╭─ Document

[Election-Methods] US court rejects threat to 'vote-trading' websites

Abd ul-Rahman Lomax abd at lomaxdesign.com
Sun Aug 12 18:58:59 PDT 2007


At 04:19 PM 8/12/2007, Peter Barath wrote:
>But we don't have the slightest idea what a "Secretary of State
>of California" means. "Secretary of State of US" is US term for
>European "Minister of Foreign Affairs", but we have doubt that
>a US member state has such thing. Is it like a "Justice Minister",
>or a "Minister of Home affairs" (police and/or municipalities),
>or "Senior State Prosecutor", "Head of Supreme Court" or
>something else?

Suggestion. Don't know what a term means, look it up on Wikipedia.

╰─

Task A> List the offices that the quoted question in the post above offers as possible meanings of "Secretary of State of California."

╭─ Record excerpts

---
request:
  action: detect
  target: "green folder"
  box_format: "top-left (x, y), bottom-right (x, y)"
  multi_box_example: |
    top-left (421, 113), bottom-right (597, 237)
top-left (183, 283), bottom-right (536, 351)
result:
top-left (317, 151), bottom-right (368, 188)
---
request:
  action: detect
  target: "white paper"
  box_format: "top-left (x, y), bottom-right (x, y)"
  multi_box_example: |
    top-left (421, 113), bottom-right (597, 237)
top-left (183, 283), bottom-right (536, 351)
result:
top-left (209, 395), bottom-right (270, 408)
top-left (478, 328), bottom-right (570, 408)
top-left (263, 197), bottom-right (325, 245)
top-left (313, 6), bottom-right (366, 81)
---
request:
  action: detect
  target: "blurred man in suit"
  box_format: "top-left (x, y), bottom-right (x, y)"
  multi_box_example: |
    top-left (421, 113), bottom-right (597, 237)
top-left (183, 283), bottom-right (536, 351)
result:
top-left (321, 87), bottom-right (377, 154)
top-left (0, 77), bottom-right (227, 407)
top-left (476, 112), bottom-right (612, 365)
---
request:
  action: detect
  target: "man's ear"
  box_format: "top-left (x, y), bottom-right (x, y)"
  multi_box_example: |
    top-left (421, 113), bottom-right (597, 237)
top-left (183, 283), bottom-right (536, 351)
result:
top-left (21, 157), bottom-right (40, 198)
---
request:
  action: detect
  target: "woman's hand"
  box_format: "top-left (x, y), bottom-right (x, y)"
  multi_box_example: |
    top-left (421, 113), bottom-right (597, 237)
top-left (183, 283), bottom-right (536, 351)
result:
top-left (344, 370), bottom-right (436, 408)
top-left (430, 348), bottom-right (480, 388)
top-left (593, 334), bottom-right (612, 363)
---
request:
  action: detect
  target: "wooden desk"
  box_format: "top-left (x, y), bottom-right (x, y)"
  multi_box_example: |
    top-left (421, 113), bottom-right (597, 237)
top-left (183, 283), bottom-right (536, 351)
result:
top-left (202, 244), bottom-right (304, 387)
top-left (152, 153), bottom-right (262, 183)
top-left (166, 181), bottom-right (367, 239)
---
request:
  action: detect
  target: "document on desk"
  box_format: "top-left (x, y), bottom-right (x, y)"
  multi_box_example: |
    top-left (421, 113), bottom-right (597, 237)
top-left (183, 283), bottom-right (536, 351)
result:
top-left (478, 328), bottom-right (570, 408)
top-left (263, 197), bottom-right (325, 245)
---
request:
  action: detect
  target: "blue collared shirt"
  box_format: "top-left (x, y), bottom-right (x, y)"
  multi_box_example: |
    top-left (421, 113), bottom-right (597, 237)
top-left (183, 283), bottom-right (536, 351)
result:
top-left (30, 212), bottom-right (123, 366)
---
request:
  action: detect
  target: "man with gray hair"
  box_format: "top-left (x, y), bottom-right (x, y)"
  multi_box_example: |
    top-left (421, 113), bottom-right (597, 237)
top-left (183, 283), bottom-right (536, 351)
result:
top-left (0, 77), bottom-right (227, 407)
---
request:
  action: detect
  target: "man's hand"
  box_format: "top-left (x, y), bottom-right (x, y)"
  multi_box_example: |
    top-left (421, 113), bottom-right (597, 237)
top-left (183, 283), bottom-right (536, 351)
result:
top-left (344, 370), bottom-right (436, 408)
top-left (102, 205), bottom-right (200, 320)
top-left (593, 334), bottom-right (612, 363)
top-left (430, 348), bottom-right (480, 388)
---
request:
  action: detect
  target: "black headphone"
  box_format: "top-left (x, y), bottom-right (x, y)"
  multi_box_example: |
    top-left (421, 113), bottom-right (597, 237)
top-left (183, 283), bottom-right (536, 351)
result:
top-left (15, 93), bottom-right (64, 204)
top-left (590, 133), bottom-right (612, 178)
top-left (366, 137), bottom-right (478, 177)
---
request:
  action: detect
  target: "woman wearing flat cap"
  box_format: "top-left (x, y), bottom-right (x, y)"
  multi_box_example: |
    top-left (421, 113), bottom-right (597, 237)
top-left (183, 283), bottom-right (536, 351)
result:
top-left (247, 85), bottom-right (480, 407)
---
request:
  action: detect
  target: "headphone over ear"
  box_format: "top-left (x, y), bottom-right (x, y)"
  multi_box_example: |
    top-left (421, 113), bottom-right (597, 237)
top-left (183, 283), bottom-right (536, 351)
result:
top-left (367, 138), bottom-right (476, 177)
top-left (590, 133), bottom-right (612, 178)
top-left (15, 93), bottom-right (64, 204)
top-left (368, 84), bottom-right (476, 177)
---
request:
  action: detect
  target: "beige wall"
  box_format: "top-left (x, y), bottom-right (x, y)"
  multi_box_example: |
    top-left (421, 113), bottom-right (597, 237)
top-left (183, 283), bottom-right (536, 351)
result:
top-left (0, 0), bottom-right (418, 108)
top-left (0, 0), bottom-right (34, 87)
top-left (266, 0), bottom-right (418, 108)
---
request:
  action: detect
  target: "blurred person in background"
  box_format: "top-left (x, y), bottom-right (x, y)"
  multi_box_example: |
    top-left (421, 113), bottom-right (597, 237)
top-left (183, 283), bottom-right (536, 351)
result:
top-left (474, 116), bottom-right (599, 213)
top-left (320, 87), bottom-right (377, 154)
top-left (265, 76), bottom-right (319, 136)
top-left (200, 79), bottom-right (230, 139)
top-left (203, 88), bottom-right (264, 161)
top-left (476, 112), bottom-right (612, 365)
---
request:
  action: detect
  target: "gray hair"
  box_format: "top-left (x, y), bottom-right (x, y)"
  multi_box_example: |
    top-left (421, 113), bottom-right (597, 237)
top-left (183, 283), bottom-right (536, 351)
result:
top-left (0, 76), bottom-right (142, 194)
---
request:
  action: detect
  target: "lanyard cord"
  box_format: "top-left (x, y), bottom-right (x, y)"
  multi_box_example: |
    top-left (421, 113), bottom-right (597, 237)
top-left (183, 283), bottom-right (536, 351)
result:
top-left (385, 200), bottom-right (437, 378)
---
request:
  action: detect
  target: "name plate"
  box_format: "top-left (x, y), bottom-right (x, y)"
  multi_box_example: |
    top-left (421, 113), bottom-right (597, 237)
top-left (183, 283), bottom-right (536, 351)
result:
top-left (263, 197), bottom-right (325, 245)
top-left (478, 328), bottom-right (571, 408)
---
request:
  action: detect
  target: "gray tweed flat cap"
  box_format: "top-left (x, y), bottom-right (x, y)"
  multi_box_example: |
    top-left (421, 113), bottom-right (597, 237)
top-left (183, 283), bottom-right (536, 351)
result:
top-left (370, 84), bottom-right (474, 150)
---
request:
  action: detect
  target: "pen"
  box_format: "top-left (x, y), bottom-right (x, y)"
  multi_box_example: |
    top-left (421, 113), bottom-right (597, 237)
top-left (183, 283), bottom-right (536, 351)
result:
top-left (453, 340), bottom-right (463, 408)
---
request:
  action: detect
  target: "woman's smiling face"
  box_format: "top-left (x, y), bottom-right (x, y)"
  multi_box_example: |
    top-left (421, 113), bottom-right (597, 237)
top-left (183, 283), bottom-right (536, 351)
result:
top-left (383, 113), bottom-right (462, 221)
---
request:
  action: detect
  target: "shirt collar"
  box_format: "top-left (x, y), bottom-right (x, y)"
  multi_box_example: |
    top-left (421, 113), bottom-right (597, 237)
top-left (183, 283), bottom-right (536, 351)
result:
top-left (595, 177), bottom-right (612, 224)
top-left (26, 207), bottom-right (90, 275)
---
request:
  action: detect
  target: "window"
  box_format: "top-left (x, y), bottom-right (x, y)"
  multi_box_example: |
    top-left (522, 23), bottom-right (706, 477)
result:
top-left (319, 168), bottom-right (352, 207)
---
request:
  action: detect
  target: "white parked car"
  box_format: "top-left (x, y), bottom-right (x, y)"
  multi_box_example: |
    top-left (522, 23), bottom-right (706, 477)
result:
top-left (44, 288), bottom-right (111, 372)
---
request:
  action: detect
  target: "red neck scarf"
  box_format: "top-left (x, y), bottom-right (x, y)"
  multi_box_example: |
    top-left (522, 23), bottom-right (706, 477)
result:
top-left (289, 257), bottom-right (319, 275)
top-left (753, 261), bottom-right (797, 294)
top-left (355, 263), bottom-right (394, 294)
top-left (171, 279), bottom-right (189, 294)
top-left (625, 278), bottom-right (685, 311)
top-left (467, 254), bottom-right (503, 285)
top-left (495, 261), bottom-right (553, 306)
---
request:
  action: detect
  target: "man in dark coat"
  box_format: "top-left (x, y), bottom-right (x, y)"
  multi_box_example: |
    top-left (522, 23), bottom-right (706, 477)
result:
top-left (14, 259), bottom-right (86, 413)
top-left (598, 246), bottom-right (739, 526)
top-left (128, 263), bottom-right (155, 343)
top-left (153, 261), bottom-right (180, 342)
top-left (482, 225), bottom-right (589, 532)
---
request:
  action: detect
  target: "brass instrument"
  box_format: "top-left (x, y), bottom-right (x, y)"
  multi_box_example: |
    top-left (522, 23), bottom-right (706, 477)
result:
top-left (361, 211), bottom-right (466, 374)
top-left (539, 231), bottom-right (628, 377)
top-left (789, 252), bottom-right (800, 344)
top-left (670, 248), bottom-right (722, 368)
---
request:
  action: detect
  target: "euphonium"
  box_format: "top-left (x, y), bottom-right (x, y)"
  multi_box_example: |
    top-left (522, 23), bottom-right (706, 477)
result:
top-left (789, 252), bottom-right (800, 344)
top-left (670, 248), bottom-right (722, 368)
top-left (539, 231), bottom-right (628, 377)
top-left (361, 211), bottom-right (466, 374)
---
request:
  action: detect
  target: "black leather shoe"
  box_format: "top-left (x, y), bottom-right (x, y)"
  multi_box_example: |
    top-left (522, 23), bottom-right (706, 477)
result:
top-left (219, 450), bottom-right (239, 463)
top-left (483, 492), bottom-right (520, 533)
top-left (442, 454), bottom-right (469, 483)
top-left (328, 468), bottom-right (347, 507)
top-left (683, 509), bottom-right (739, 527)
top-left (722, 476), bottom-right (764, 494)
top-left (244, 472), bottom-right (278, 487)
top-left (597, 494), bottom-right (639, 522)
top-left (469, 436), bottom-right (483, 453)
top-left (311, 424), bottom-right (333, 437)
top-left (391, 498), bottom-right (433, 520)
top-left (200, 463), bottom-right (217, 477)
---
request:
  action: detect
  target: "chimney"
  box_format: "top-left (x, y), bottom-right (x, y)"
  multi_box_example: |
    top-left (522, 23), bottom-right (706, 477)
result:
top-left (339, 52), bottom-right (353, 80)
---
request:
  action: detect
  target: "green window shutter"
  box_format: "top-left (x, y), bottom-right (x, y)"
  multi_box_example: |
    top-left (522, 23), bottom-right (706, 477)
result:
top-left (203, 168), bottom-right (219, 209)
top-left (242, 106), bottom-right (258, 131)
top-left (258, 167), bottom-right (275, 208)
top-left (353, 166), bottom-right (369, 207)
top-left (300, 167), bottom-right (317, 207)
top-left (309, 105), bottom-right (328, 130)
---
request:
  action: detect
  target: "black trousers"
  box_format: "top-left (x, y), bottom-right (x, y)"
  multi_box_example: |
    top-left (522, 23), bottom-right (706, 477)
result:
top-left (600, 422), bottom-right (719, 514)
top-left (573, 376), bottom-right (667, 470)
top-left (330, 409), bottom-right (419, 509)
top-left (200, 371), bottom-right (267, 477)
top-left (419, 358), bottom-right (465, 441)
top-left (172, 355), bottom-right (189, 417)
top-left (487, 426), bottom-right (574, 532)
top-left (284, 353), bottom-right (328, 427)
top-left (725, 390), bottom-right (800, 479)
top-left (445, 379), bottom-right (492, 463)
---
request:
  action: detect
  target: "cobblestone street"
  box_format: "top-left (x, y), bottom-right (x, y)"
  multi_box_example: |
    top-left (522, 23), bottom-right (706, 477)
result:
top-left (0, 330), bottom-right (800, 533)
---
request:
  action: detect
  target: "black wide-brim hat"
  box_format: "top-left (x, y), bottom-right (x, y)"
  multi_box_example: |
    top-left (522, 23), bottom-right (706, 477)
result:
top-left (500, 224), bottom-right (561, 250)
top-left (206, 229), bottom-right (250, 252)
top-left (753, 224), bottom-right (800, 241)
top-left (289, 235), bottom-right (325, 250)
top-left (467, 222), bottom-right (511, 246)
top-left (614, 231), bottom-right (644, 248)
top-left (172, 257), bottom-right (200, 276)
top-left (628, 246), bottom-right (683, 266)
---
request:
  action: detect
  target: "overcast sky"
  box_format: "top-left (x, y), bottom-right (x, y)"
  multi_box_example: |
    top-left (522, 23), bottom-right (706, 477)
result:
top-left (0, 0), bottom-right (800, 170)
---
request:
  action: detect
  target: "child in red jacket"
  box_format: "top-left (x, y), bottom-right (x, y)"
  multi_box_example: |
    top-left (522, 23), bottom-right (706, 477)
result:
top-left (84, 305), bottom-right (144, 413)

╰─

Task B> Select every line of the rows above that contains the word "white". Case counts.

Expected output A>
- Justice Minister
- Minister of Home affairs
- Senior State Prosecutor
- Head of Supreme Court

Expected output B>
  target: "white paper"
  target: "white parked car"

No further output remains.